▸ What you need to do:
Each entry must be reproduced precisely as it stands.

▸ Exercise input:
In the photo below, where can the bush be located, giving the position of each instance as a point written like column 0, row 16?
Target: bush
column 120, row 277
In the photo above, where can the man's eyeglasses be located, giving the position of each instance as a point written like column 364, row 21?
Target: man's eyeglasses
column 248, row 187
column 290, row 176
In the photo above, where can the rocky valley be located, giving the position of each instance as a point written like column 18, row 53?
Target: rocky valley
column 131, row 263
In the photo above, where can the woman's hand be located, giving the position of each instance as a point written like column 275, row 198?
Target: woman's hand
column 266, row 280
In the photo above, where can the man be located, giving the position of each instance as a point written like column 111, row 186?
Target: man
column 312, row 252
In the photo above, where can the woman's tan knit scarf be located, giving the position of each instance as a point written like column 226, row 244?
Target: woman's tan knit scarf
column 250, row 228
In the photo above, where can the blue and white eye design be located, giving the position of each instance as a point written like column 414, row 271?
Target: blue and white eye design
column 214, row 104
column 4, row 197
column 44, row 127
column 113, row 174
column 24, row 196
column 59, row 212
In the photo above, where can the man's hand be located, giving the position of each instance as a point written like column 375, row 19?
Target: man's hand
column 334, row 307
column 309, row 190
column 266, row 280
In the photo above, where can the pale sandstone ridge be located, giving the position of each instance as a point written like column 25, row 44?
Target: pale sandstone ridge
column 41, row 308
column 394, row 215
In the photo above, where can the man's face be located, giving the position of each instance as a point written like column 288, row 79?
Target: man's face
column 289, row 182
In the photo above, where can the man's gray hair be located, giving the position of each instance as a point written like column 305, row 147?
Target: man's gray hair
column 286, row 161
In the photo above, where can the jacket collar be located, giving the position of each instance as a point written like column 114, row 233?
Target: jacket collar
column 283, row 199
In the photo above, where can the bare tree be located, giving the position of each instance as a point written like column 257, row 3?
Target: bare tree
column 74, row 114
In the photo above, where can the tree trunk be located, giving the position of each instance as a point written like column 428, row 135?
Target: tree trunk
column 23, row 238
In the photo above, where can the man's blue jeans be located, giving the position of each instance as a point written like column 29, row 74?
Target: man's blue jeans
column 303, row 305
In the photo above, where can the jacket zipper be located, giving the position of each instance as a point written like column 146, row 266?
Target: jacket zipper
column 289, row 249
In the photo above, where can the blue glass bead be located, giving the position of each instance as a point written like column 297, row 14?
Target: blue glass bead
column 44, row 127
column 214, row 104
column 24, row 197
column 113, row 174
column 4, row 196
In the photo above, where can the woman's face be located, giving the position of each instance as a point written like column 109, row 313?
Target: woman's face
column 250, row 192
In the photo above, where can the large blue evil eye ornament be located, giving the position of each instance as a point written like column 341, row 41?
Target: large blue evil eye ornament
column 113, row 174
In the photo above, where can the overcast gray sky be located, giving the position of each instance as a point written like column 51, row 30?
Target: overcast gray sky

▸ Answer box:
In the photo below, where can the bush be located, giving the position of each instance as a point written like column 0, row 16?
Target: bush
column 120, row 277
In the photo above, where can the man's eyeglasses be located, giving the position of each instance as a point written like column 364, row 21?
Target: man's eyeglasses
column 248, row 187
column 290, row 176
In the photo above, where can the rocky valley be located, giving the position of each instance as a point written like column 18, row 53?
Target: rocky valley
column 131, row 263
In the photo above, where can the woman's hand be located, giving the position of each instance as a point written like column 275, row 198?
Target: woman's hand
column 266, row 280
In the photo above, where can the man be located, giving the position of each instance as a point written like column 111, row 186?
Target: man
column 312, row 252
In the photo above, where can the woman's tan knit scarf be located, giving the position of each instance as a point written like column 226, row 244?
Target: woman's tan knit scarf
column 250, row 228
In the photo above, where can the blue and white eye design be located, giving the position of each instance as a point written like column 414, row 271?
Target: blue and white eye design
column 214, row 104
column 4, row 197
column 44, row 127
column 113, row 174
column 24, row 196
column 59, row 212
In the photo above, where can the man's hand be located, giving the position of each instance as a point written like column 375, row 19?
Target: man's hand
column 334, row 307
column 309, row 190
column 266, row 280
In the photo above, where can the pale sandstone ridge be located, giving the position of each instance as a point written like column 25, row 44?
Target: pale sandstone ridge
column 41, row 308
column 394, row 215
In the photo above, where can the man's face be located, giving the position of each instance as a point written like column 288, row 79?
Target: man's face
column 289, row 182
In the photo above, where can the man's gray hair be located, giving the position of each instance as a point written like column 305, row 147?
Target: man's gray hair
column 286, row 161
In the photo above, where can the jacket collar be located, giving the position of each instance as a point written like column 114, row 233?
Target: jacket collar
column 283, row 199
In the photo above, where can the bare tree be located, giving the position of each instance as a point written like column 257, row 3?
Target: bare tree
column 74, row 114
In the photo above, where can the tree trunk be located, giving the position of each instance as a point written like column 428, row 135?
Target: tree trunk
column 23, row 238
In the photo above, where can the man's blue jeans be located, giving the position of each instance as a point written like column 29, row 74?
Target: man's blue jeans
column 303, row 305
In the photo above, where can the jacket zipper be located, giving the position of each instance as a point written like column 146, row 266?
Target: jacket zipper
column 289, row 249
In the photo above, where can the blue glass bead be located, giving the position of each instance as a point written like column 297, row 14?
Target: blue glass bead
column 44, row 127
column 214, row 104
column 24, row 197
column 113, row 174
column 4, row 196
In the photo above, where can the woman's face be located, giving the position of each instance as a point written like column 109, row 313?
Target: woman's face
column 250, row 192
In the photo above, where can the large blue evil eye ornament be located, giving the position of each instance as a point written like column 341, row 41?
Target: large blue evil eye ornament
column 113, row 174
In the photo above, where can the overcast gray sky be located, giving the position of each instance as a point written like column 51, row 30?
Target: overcast gray sky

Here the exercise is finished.